Biden’s lead has actually stayed remarkably consistent over time
Aggregations like those put together by RealClearPolitics and FiveThirtyEight are only as good as the polls they aggregate. But since any single poll can be off by three or four percentage points, the 30,000-foot view polling averages provide is a better way to get a sense of a race than by drawing conclusions from single data points like the CNN survey showing the race in doubt or the ABC/Post poll showing Biden cruising to a blowout.
The truth of where the race currently lies is likely somewhere in the middle. With both the CNN and ABC/Post polls included, FiveThirtyEight’s daily polling average shifted from an 8.5 point Biden advantage on Sunday to an 8 point advantage on Monday. In short, Trump may have narrowed the gap slightly, but Biden is still solidly ahead in the polls.
In fact, as Sargent noted citing FiveThirtyEight’s polling aggregation, what’s stood out about the Biden-Trump contest so far is how stable Biden’s lead has been.
What’s really remarkable is how steady this race is.
Note that Trump’s low point in the recent national polling averages was 41.1, and he’s only 1.8 points higher than that now, at 42.9.
That’s pretty low.
Meanwhile, Biden has steadily hovered around 50%. pic.twitter.com/CGjfnmCSZF
— Greg Sargent (@ThePlumLineGS) August 17, 2020
It wouldn’t take much to throw the race in doubt, however.
As Hillary Clinton can attest, Biden leading in the polls and perhaps winning the popular vote doesn’t mean he’ll be the next president. But as my colleague Ian Millhiser has explained, if Biden ends up winning the popular vote by six points or more — which he would do if the results of election day mirror current polling — it’s extremely unlikely that Trump could claim enough swing states and once again prevail in the Electoral College.
Still, election day may not reflect this summer’s polls. As my colleague Li Zhou has explained, polls are snapshots in time rather than predictive tools — and many factors, from low turnout to trouble with mail-in ballots, could mean November’s results look radically different than polling currently suggests they will.

Stored items:
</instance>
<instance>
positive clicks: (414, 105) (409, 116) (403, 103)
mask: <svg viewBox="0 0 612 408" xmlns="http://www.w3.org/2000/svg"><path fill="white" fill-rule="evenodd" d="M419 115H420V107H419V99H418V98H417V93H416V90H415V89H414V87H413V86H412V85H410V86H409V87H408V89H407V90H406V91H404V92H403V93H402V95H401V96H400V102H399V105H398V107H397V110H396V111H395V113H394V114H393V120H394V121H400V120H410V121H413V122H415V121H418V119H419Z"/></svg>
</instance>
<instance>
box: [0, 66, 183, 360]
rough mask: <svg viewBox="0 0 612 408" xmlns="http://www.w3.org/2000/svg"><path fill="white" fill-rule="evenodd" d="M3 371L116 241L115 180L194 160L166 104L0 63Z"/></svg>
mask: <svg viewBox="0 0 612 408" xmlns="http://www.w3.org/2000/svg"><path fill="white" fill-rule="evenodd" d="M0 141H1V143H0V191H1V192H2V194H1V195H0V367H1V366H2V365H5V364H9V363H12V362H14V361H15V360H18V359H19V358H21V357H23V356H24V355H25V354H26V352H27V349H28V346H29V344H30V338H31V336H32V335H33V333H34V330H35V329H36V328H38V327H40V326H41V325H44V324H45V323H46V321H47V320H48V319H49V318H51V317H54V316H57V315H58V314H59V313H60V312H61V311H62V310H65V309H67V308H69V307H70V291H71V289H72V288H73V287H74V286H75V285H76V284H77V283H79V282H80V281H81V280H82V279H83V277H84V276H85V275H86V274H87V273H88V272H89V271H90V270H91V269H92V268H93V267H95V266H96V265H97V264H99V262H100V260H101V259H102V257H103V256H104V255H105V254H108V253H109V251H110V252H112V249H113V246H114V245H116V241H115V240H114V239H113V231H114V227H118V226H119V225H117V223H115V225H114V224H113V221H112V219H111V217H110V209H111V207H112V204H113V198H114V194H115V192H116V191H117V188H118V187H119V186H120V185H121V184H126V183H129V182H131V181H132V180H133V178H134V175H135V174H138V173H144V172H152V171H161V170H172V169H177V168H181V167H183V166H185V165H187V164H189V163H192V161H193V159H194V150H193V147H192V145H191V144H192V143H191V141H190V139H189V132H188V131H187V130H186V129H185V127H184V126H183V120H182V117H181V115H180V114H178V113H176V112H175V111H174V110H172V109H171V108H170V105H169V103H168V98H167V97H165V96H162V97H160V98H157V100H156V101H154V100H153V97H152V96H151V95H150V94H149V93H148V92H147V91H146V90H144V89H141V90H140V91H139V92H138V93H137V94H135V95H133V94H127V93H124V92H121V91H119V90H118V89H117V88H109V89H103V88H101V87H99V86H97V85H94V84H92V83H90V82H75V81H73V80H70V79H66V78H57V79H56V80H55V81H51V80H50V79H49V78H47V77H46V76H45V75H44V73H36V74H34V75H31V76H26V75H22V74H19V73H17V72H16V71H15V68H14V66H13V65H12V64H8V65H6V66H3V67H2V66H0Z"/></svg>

**CHECK YOUR UNDERSTANDING:**
A. Using the excerpt on election polling, answer these:
(i) What Biden advantage did FiveThirtyEight's daily polling average show on Monday?
(ii) What was Trump's low point in the recent national polling averages?
(iii) What margin of popular-vote victory for Biden would make a Trump Electoral College win extremely unlikely?
B. Please summarize the excerpt on election polling in two sentences.

**EXERCISE SOLUTIONS:**
A.
(i) 8 points
(ii) 41.1
(iii) Six points or more

B. Polling averages give a better sense of the race than single polls, and FiveThirtyEight's average shows Biden still solidly ahead, with his lead remarkably stable so far. A Biden popular-vote win of six points or more would make a Trump Electoral College victory extremely unlikely, but election day may not reflect this summer's polls because polls are snapshots in time rather than predictive tools.